PASSAGE PROVIDED
Start

Among the many benefits of gardening is the opportunity it offers for enjoyable, productive exercise in the great outdoors. And now we can add an exercise called rei-king to boot camp, pilates, zumba, kick boxing, cardiofunk, and other ways modern humans build and maintain sleek, fit bodies. Or so I told my wife, Deb.

Deb rakes mown hay.

Rei-King by Deborah as Sammy looks on.

As with some of those other exercise routines, equipment is needed, simple equipment in the case of rei-king. Basically, the equipment is a pole, perpendicular to and at the end of which is a length of wood or metal, attached in its middle to the pole. From the lower side of the length of wood or metal are teeth, each a couple of inches apart and a couple of inches long.

Now for the exercise. You lift the pole just enough to bring the head off the ground, reach forward, and pull it towards you. For balanced exercise, it’s advised to occasionally switch which arm is most forward.

End

STATED GOAL 1
Transcribe the gardening passage between "Deb rakes mown" and "is most forward.", inclusive.
The records have no connection to the gardening passage.

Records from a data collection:
Start

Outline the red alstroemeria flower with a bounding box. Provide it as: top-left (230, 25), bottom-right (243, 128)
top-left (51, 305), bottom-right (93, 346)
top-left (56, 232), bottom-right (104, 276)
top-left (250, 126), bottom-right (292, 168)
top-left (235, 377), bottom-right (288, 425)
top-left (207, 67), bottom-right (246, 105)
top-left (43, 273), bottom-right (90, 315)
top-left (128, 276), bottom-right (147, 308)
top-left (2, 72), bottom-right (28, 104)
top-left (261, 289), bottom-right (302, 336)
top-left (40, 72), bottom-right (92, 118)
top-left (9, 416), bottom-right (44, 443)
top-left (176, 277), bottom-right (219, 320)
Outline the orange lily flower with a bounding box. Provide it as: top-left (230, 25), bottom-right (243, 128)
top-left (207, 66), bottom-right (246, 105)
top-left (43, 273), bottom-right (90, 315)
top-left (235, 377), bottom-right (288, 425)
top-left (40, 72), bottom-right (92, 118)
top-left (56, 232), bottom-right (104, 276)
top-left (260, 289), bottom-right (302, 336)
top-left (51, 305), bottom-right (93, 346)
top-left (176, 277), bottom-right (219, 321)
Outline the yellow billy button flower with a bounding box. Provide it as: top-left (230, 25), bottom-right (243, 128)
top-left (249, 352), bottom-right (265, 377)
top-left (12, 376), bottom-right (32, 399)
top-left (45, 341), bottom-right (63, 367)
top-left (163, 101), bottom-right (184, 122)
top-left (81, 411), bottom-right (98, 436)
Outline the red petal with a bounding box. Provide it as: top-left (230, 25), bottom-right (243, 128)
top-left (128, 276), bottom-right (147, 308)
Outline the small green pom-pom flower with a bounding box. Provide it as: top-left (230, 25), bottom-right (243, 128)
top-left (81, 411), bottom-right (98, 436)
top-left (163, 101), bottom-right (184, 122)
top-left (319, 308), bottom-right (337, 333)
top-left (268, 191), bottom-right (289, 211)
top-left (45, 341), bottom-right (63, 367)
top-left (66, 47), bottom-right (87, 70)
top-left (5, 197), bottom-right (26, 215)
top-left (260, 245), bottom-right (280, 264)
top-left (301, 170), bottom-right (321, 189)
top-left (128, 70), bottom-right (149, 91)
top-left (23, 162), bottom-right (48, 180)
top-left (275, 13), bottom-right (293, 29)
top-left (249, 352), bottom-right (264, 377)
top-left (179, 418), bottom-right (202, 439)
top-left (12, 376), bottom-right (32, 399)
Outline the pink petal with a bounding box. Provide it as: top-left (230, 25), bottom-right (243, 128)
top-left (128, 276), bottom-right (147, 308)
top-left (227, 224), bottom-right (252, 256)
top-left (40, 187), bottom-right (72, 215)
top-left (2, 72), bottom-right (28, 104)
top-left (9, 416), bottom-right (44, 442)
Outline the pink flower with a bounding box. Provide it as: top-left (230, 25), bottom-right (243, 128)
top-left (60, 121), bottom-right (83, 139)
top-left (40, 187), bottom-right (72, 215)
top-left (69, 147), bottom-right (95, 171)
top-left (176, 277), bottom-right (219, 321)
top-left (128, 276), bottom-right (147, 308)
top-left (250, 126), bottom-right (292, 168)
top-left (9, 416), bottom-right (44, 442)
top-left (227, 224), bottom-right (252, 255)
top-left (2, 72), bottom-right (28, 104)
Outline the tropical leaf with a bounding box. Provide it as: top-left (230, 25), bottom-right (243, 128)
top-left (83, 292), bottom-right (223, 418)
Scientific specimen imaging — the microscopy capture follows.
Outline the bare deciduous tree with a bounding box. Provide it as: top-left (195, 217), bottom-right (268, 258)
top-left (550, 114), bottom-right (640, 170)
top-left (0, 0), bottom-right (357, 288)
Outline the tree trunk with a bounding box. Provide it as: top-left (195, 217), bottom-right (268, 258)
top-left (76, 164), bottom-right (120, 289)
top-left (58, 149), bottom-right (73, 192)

End

STATED GOAL 2
Please report how many lines of the records contain the string "with", giving only the number.

PROBLEM SOLUTION 1
Deb rakes mown hay.

Rei-King by Deborah as Sammy looks on.

As with some of those other exercise routines, equipment is needed, simple equipment in the case of rei-king. Basically, the equipment is a pole, perpendicular to and at the end of which is a length of wood or metal, attached in its middle to the pole. From the lower side of the length of wood or metal are teeth, each a couple of inches apart and a couple of inches long.

Now for the exercise. You lift the pole just enough to bring the head off the ground, reach forward, and pull it towards you. For balanced exercise, it’s advised to occasionally switch which arm is most forward.

PROBLEM SOLUTION 2
10